# REQUIREMENT
Pick up the andrology review below and continue it from its final sentence.

# SOURCE TEXT

The aim of this review, therefore, is to emphasize
the importance of established Asian scientists to andrology and
to encourage young Asian scientists to contribute to the exciting field
of male reproductive health.
2
Materials and methods
Andrology
workshops. The objectives of the workshops were: to teach standardized
clinical and scientific methods in all aspects of andrology;
and to encourage research in andrology. The workshops now usually have
the following main features[1]: a general programme, including male infertility
and contraception, involving lectures, discussions and laboratory
procedures lasting 7-10 d; a parallel component to give training in vas
occlusion techniques lasting 3-4 d; the development of new
research protocols.
Standardization was achieved by teaching from
the laboratory and clinical manuals produced by WHO-HRP: WHO Laboratory
Manual for the Examination of Human Semen and Sperm-cervical Mucus Interaction[2];
and WHO Manual for the Standardized Investigation and Diagnosis of the Infertile
Couple[3].
3 Results
and discussion
3.1
Andrology workshops
Thirteen
WHO-HRP workshops were undertaken in the period 1980-1993, of which nine
were conducted in Asia: Singapore (1980, 1981); Beijing (1983); Chengdu
(1984); Hong Kong (1988); Beijing/Shandong (1991); Bangkok
(1992); Surabaya (1992); Hanoi (1993). Three were specialist
workshops: on Sperm Function (Hong Kong); and on Techniques in Vas Occlusion
(Beijing/Shandong and Surabaya), in which Chinese surgeons
were the instructors. Since 1993, other andrology workshops have
been supported by WHO-HRP in Lithuania, Russia, South Africa
and VietNam. National governments are now organizing
their own workshops, applying the experience gained in the WHO workshops.
3.2
Safety and new techniques in vas occlusion
In
the period 1983-1988, one of the author's responsibilities was to manage
a large scale collaborative study undertaken by the Sichuan
Family Planning Institute, Chengdu, to examine if vasectomy
carried any risk of cardiovascular disease. The results showed that there
was no evidence for this in China, a country with a low incidence of cardiovascular
disease and different patterns of cardiovascular
risks factors[4], confirming the results obtained in other
study populations[5]. More recently,
concerns that vasectomy may predispose to other health risks,
eg, prostate and testicular cancer were similarly shown to be unfounded
in Western
populations[6]. However, few epidemiological studies have been
conducted in Asia. Although the incidence rates of fatal prostate
cancer in Asia are only a fraction of those of men
in the USA, the prevalence of prostate diseases is increasing
in urbanized regions of China[7]. In keeping with its
mandate to monitor
the safety of reproductive health practices, WHO-HRP has conducted a hospital-based
case-control study in China, Republic of Korea and Nepal to determine
whether vasectomy is associated with a risk of prostate cancer. The results
will shortly be published.

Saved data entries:
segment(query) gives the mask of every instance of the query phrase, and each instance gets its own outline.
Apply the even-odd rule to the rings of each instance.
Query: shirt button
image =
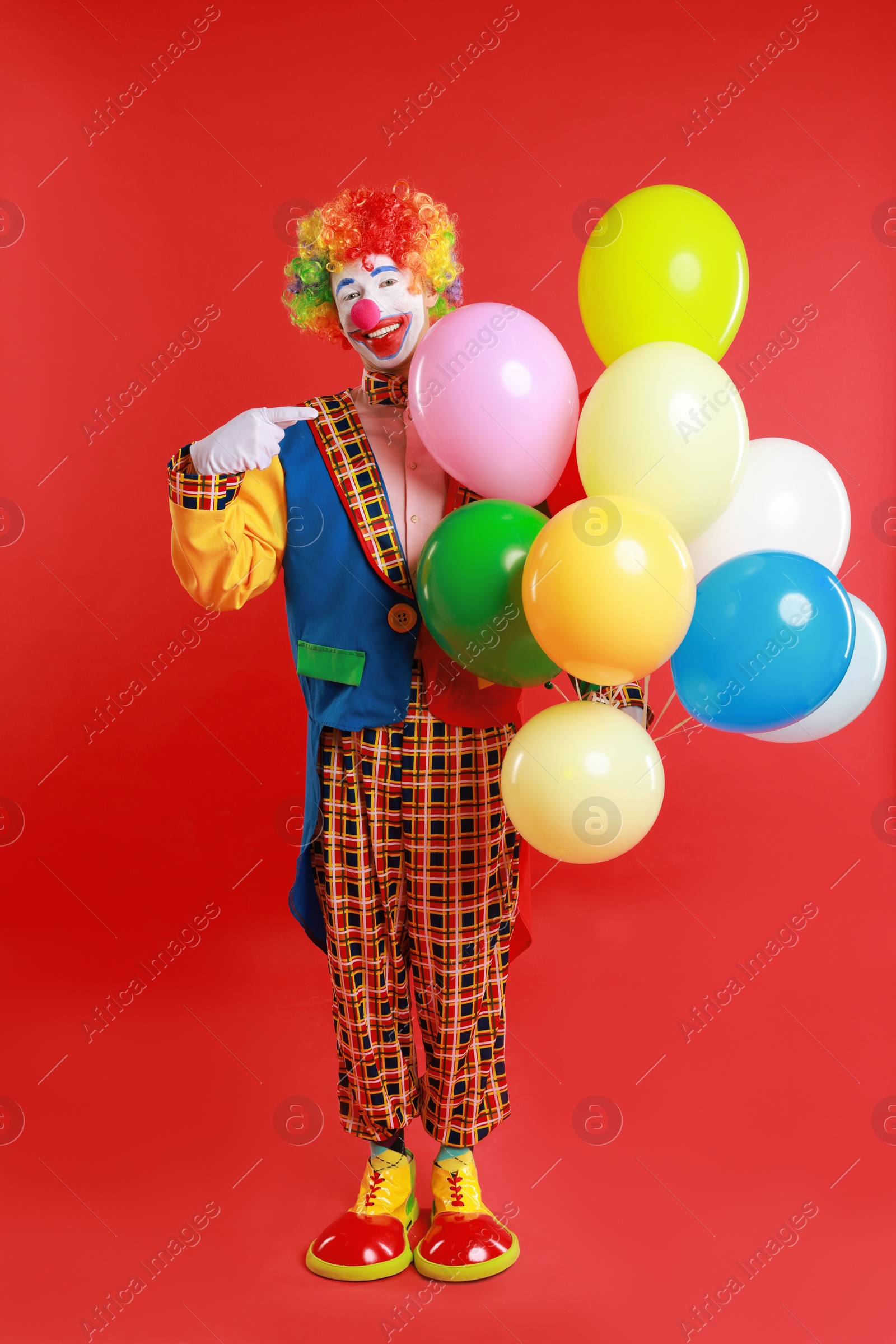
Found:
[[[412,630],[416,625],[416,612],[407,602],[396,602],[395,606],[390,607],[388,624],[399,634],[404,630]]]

# ANSWER SPACE
In
1987, the author, accompanied by Wu Jie-Ping and other international scientists,
toured centres in China to review the many different techniques of vas
occlusion and to identify those procedures offering a better
chance of successful reversal. Subsequently, in collaboration
with the PRC State Family Planning Commission, a
10-centre study was initiated to investigate the effectiveness, safety
and reversibility of three methods: no-scalpel vasectomy[8];
chemical vas occlusion; and polyurethane plug occlusion[9].
The efficacy rates were better for the first two
methods while there were marginally fewer complications following plug
occlusion[10]. The comparative success of the reversal operations
has yet to be fully assessed. The plug method, while promising, clearly
needed further study and, since there were toxicological reservations
about polyurethane, WHO-HRP supported studies with silicone as the occluding
material. Such studies in Indonesia[11] and others in India
using intra-vasal styrene maleic anhydride[12] are
encouraging for countries where the reversal of vas occlusion
may be requested.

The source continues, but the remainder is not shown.